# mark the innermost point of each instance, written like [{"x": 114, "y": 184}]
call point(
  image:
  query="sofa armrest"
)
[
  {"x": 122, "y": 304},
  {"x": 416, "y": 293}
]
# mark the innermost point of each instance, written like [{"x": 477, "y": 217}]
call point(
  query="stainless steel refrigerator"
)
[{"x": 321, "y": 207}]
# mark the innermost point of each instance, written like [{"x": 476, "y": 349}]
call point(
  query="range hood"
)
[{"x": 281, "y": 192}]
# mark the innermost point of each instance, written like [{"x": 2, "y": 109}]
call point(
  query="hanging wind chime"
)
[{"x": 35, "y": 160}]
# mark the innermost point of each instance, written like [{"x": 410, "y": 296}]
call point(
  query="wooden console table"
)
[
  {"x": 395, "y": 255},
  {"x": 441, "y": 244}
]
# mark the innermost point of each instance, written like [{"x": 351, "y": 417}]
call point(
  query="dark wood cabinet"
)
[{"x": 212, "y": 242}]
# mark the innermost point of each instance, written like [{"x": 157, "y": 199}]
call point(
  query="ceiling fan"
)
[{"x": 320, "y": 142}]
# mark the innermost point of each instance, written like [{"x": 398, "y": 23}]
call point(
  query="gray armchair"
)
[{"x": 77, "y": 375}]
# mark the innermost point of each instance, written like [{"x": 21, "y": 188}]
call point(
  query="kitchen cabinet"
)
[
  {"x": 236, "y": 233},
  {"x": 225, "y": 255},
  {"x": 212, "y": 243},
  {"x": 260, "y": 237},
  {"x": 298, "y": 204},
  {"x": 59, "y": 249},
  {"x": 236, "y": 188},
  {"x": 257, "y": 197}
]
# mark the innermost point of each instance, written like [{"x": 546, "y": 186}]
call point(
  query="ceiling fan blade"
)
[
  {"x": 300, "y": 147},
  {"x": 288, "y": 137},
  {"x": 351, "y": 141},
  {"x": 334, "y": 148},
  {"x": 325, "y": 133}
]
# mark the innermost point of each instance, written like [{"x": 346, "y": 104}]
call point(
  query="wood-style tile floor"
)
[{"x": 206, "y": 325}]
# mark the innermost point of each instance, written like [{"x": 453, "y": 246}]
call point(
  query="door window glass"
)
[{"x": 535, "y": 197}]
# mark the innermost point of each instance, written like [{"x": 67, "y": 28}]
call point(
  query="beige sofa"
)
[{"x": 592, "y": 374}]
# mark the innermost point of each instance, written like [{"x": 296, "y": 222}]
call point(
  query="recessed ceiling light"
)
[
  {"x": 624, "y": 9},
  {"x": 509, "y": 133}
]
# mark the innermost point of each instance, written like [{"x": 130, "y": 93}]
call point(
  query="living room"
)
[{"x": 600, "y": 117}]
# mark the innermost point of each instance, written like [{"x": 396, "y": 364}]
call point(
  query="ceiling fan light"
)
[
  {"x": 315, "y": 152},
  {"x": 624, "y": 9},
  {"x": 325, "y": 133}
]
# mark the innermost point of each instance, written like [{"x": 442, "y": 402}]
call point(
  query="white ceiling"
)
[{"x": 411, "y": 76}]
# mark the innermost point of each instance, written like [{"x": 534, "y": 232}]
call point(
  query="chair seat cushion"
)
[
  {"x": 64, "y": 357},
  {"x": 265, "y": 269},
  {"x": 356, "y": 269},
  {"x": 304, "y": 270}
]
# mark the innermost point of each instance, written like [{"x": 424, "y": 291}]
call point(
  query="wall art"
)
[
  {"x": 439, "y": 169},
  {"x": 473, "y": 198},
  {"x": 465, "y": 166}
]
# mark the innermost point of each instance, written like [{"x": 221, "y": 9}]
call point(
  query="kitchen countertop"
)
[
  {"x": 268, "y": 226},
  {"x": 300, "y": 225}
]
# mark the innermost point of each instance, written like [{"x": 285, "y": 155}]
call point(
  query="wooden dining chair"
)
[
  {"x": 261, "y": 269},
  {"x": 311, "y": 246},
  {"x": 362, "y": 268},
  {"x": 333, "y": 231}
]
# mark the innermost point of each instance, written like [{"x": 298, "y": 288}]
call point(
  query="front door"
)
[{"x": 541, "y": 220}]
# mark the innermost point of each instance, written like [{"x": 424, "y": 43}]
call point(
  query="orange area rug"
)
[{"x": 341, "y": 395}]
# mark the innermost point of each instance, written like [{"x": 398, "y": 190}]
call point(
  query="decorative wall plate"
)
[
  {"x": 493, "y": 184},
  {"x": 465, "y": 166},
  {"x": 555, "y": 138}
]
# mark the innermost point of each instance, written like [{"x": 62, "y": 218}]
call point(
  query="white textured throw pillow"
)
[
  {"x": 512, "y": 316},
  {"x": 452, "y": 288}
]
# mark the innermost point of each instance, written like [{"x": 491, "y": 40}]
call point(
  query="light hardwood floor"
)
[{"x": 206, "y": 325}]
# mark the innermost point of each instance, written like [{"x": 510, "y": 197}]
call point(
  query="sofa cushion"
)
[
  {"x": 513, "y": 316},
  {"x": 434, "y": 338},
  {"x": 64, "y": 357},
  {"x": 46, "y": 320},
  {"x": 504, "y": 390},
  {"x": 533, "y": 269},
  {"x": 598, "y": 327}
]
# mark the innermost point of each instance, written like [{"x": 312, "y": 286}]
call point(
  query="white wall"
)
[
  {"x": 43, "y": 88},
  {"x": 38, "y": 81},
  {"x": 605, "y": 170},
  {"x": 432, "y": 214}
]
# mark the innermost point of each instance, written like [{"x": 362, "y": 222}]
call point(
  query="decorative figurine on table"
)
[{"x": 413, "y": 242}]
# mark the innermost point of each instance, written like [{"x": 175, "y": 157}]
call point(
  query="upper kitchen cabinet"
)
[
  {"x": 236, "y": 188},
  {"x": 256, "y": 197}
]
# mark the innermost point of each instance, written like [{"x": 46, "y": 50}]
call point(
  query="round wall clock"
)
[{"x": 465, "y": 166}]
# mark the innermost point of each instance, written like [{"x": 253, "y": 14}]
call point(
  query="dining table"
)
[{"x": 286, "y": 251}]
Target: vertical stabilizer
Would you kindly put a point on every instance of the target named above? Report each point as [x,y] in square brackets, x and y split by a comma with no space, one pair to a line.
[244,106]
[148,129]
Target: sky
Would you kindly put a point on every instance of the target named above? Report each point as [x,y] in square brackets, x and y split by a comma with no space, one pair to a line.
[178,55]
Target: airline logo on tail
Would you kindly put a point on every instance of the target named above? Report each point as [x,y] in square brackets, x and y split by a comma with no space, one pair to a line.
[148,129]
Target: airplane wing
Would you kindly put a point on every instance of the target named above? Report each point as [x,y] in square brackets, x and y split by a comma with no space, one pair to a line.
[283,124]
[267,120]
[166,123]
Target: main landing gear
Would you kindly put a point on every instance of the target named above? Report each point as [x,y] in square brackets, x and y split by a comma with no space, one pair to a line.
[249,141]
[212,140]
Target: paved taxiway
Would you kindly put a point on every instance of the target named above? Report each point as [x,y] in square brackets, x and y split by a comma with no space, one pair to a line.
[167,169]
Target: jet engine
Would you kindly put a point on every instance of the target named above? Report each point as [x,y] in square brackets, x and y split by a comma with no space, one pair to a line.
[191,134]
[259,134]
◇ ◇ ◇ ◇ ◇
• THE TASK: Rewrite every one of the entries above, swapping "instance" for "occurrence" each time it appears and keeping all other text the same.

• RESULT OF THIS TASK:
# mark the innermost point of each occurrence, written like [{"x": 114, "y": 184}]
call point(
  image:
  query="sofa armrest"
)
[
  {"x": 122, "y": 304},
  {"x": 416, "y": 293}
]
# mark the innermost point of each occurrence, written like [{"x": 477, "y": 217}]
call point(
  query="stainless steel refrigerator"
)
[{"x": 321, "y": 207}]
# mark the innermost point of each occurrence, written like [{"x": 476, "y": 349}]
call point(
  query="range hood"
)
[{"x": 281, "y": 192}]
# mark the innermost point of each occurrence, written like [{"x": 2, "y": 109}]
call point(
  query="hanging wind chime"
)
[{"x": 35, "y": 160}]
# mark the innermost point of each occurrence, written like [{"x": 410, "y": 296}]
call point(
  query="wooden console table"
)
[
  {"x": 395, "y": 255},
  {"x": 441, "y": 244}
]
# mark the innermost point of each occurrence, written like [{"x": 351, "y": 417}]
call point(
  query="dark wood cabinet"
)
[{"x": 212, "y": 242}]
# mark the innermost point of each occurrence, written like [{"x": 157, "y": 199}]
call point(
  query="ceiling fan"
)
[{"x": 320, "y": 142}]
# mark the innermost point of each occurrence, written like [{"x": 398, "y": 23}]
call point(
  query="gray armchair"
)
[{"x": 77, "y": 375}]
# mark the innermost point of each occurrence, written like [{"x": 21, "y": 188}]
call point(
  query="kitchen cabinet"
)
[
  {"x": 236, "y": 233},
  {"x": 225, "y": 255},
  {"x": 212, "y": 243},
  {"x": 260, "y": 237},
  {"x": 298, "y": 204},
  {"x": 59, "y": 249},
  {"x": 236, "y": 188},
  {"x": 257, "y": 197}
]
# mark the innermost point of each occurrence, written like [{"x": 546, "y": 186}]
call point(
  query="ceiling fan blade"
)
[
  {"x": 300, "y": 147},
  {"x": 288, "y": 137},
  {"x": 351, "y": 141},
  {"x": 334, "y": 148},
  {"x": 325, "y": 133}
]
# mark the innermost point of each occurrence, written like [{"x": 346, "y": 104}]
call point(
  query="wood-style tile floor"
)
[{"x": 206, "y": 325}]
# mark the innermost point of each occurrence, written like [{"x": 453, "y": 246}]
call point(
  query="door window glass"
)
[{"x": 535, "y": 197}]
# mark the innermost point of each occurrence, written like [{"x": 67, "y": 28}]
call point(
  query="beige sofa"
)
[{"x": 592, "y": 374}]
# mark the innermost point of each occurrence, written like [{"x": 296, "y": 222}]
call point(
  query="recessed ceiling light"
)
[
  {"x": 624, "y": 9},
  {"x": 509, "y": 133}
]
# mark the innermost point of each occurrence, written like [{"x": 130, "y": 93}]
call point(
  query="living room"
)
[{"x": 600, "y": 117}]
# mark the innermost point of each occurrence, written like [{"x": 396, "y": 364}]
call point(
  query="ceiling fan light"
)
[
  {"x": 315, "y": 152},
  {"x": 624, "y": 9},
  {"x": 325, "y": 133}
]
# mark the innermost point of each occurrence, written like [{"x": 442, "y": 402}]
call point(
  query="white ceiling"
)
[{"x": 411, "y": 76}]
# mark the innermost point of each occurrence, written like [{"x": 534, "y": 232}]
call point(
  query="chair seat cushion"
)
[
  {"x": 64, "y": 357},
  {"x": 265, "y": 269},
  {"x": 356, "y": 269},
  {"x": 304, "y": 270}
]
# mark the innermost point of each occurrence, written like [{"x": 424, "y": 291}]
call point(
  query="wall art"
)
[
  {"x": 439, "y": 169},
  {"x": 473, "y": 198},
  {"x": 465, "y": 166}
]
# mark the innermost point of each occurrence, written like [{"x": 221, "y": 9}]
call point(
  query="kitchen countertop"
)
[
  {"x": 268, "y": 226},
  {"x": 300, "y": 225}
]
# mark the innermost point of each occurrence, written like [{"x": 285, "y": 155}]
call point(
  query="wooden dining chair"
)
[
  {"x": 261, "y": 269},
  {"x": 311, "y": 246},
  {"x": 362, "y": 268},
  {"x": 333, "y": 231}
]
# mark the innermost point of each occurrence, written like [{"x": 298, "y": 288}]
call point(
  query="front door"
)
[{"x": 541, "y": 220}]
# mark the innermost point of each occurrence, written like [{"x": 424, "y": 43}]
call point(
  query="orange area rug"
)
[{"x": 341, "y": 395}]
# mark the innermost point of each occurrence, written like [{"x": 398, "y": 190}]
call point(
  query="decorative wall plate"
)
[
  {"x": 493, "y": 184},
  {"x": 465, "y": 166},
  {"x": 555, "y": 138}
]
# mark the innermost point of each occurrence, written like [{"x": 62, "y": 218}]
call point(
  query="white textured throw pillow"
)
[
  {"x": 512, "y": 316},
  {"x": 452, "y": 288}
]
# mark the innermost point of each occurrence, written like [{"x": 491, "y": 40}]
call point(
  query="light hardwood floor"
)
[{"x": 206, "y": 325}]
# mark the innermost point of each occurrence, written like [{"x": 510, "y": 197}]
call point(
  query="sofa cushion"
)
[
  {"x": 513, "y": 316},
  {"x": 434, "y": 338},
  {"x": 64, "y": 357},
  {"x": 46, "y": 320},
  {"x": 504, "y": 390},
  {"x": 533, "y": 269},
  {"x": 598, "y": 327}
]
# mark the innermost point of each occurrence, written like [{"x": 312, "y": 286}]
call point(
  query="white wall"
)
[
  {"x": 43, "y": 88},
  {"x": 38, "y": 81},
  {"x": 605, "y": 170},
  {"x": 432, "y": 214}
]
# mark the innermost point of each occurrence, written like [{"x": 362, "y": 222}]
call point(
  query="decorative figurine on table"
)
[{"x": 413, "y": 242}]
# mark the innermost point of each occurrence, written like [{"x": 175, "y": 157}]
call point(
  query="upper kitchen cabinet"
)
[
  {"x": 236, "y": 188},
  {"x": 256, "y": 197}
]
# mark the innermost point of each occurrence, written like [{"x": 46, "y": 50}]
call point(
  query="round wall clock"
)
[{"x": 465, "y": 166}]
# mark the innermost point of each occurrence, written like [{"x": 253, "y": 14}]
call point(
  query="dining table"
)
[{"x": 286, "y": 251}]
Target: vertical stabilizer
Would you kindly put a point on every occurrence of the target named above? Report each point as [x,y] in square brackets, x and y split by a comma with no space, one pair to a line.
[244,106]
[148,129]
Target: sky
Would you kindly put a point on every occurrence of the target named above? Report each point as [x,y] in square brackets, x and y split by a comma with no space, one pair to a line.
[178,55]
Target: airline logo on tail
Would you kindly put a point on every occurrence of the target named above? Report each point as [x,y] in square brackets, x and y split by a comma with no space, one pair to a line.
[148,129]
Target: airplane wing
Would you kindly put a point on every occurrence of the target named above? Report each point as [x,y] in square brackets, x and y split by a comma with no space, one pair to a line.
[283,124]
[267,120]
[166,123]
Target: main landing gear
Would you kindly put a point on every occurrence of the target named above? Report each point as [x,y] in square brackets, x and y split by a comma with no space, one pair to a line.
[249,141]
[212,140]
Target: paved taxiway
Would you kindly put a point on every occurrence of the target named above? Report each point as [x,y] in square brackets, x and y split by a comma with no space, one pair to a line.
[167,169]
Target: jet engine
Would you kindly put a point on every occurrence of the target named above? Report each point as [x,y] in square brackets, x and y split by a comma with no space, one pair to a line.
[191,134]
[259,134]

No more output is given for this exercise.